- _Consegna 1_: Secondo la pagina, sotto quale organo dovrebbe stare la Cabina di Regia richiesta dagli Ordini Professionali?

- _Pagina_:
-- -- --
Decisamente critica, invece, la posizione dei rappresentanti degli Ordini Professionali che hanno detto di «condividere le finalità generali del ddl ma con riserva, ritenendo che una proposta di legge con l’ambizione di diventare una nuova legge quadro per il governo del Territorio, debba contenere precisi elementi, quali l’utilizzo dei temi elencati dall’Agenda Urbana Europea (Patto di Amsterdam) all’interno della Strategia Urbana Nazionale; la consapevolezza dell’importanza delle parti storiche delle città e dei territori e la necessità di una loro specifica valorizzazione sotto il profilo ambientale, sociale, culturale ed economico, in coerenza con le relazioni che essi svolgono nei confronti delle altre parti; la formalizzazione del concetto di “Bene comune” applicato a quegli ingredienti dell’organismo urbano che, a prescindere dalla loro proprietà o uso, contribuiscono alla qualità della vita dei cittadini (è bene comune la qualità dell’ambiente urbano come prodotto degli spazi viari, degli spazi aperti, della qualità delle costruzioni, delle infrastrutture verdi e blu ecc); la necessità di una Strategia Urbana di medio termine da affiancare a proposte mirate al breve periodo; la necessità di una Cabina di Regia in capo alla Presidenza del Consiglio che coordini le necessarie risorse che dovranno essere programmate e inserite nelle Leggi di Bilancio annuali; la necessità di coordinamento tra norme statali e norme Regionali; la necessità di definire specifiche tipologie di interventi che classifichino i diversi interventi di rigenerazione».
-- -- --
- _Dati forniti_:
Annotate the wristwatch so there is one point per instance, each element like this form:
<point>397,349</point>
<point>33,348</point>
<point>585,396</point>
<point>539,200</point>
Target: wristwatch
-- -- --
- _Consegna 2_: Riscrivi l'elenco sostituendo "wristwatch" con "watch" ovunque compaia e lasciando invariato tutto il resto.

- _Risultato 1_: Sotto la Presidenza del Consiglio.

- _Risultato 2_:
Annotate the watch so there is one point per instance, each element like this form:
<point>397,349</point>
<point>33,348</point>
<point>585,396</point>
<point>539,200</point>
Target: watch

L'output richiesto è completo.